## [SELECTED EXTRACT]
I've done a complete 180 on Jacinda Ardern.

Not long ago I would've told you she wasn't up to the job of Labour Party leader. Then she became leader, stepped up for her first press conference, and blew me away.

It's not that I was wrong about Ardern. In fact, I still hold the same concerns about her abilities. It's more that I overlooked something almost more important. She's believable.

When Ardern says she cares about New Zealanders, I find myself believing that she really does. I didn't believe Andrew Little when he said it and I'm not sure I believe Bill English when he says it.

Advertisement

It's called Jacindamania.

The media love her. The thousands watching her Facebook videos love her. The people giving her their money love her.

Labour claims that after she took leadership, $250,000 in donations poured in overnight. That's incredible. I didn't believe it, so called the party general secretary and demanded proof.

I've now been to Labour HQ in Wellington and seen the figures for myself. Five dollar donations. Five thousand dollar donations. They poured in. By the time I looked more than 3500 New Zealanders had donated and - while I wasn't allowed to look at the BIG donations in the bank account - it seemed to check out.

Jacindamania is going to get her a long way. But, she's going to need a lot more than that to become Prime Minister.

Here are the five things Ardern needs to do to win this election.

Win back workers
Blue collar workers have begun leaving Labour. They left for Winston and the National Party.

They left because Labour got distracted by man bans, gender rules, ethnicity and sexuality. For workers trying to feed their families those debates are a luxury.

The good news for Labour is that those workers are probably about ready to come back. They hear the economy is doing brilliantly but they don't feel it. Their wages aren't going up, rents are getting more expensive, schools are begging for funding, hospitals are begging for funding.

They want a party that admits it's tough out there and has a plan to help.

Be a boss
Ardern needs to put her foot down with the Labour Party. By that, I mean the activists and the unions.

They've hijacked the party. They are much of the reason that Labour is sitting at 24 per cent in the polls. They are responsible for distractions like the man ban.

Ardern needs to control what Labour says and does.

The signs are good. She's already reshuffled her team (albeit in the smallest possible way), announced she'll change the campaign slogan and promised to review policies

Take a risk
Ardern's got years left in her. She can afford to take a risk.

## [BRIEF]
List the hardships that the opinion piece on Jacinda Ardern says blue collar workers face even though they hear the economy is doing brilliantly.

## [Extracted data entries]
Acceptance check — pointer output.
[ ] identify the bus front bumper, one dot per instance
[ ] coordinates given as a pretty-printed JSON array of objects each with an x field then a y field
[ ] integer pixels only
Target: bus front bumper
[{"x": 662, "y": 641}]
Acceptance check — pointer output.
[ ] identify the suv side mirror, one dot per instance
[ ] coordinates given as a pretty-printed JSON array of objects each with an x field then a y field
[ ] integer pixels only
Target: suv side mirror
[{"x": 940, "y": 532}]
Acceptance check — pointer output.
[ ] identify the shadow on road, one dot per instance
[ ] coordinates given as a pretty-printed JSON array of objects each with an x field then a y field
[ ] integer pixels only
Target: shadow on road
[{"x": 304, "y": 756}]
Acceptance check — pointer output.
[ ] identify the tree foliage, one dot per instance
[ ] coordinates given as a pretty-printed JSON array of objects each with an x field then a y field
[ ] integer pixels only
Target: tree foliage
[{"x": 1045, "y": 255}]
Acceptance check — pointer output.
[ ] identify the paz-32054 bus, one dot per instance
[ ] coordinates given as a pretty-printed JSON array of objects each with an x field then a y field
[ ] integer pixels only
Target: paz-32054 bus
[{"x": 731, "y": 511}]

## [THE COMPLETED TASK]
- Their wages aren't going up.
- Rents are getting more expensive.
- Schools are begging for funding.
- Hospitals are begging for funding.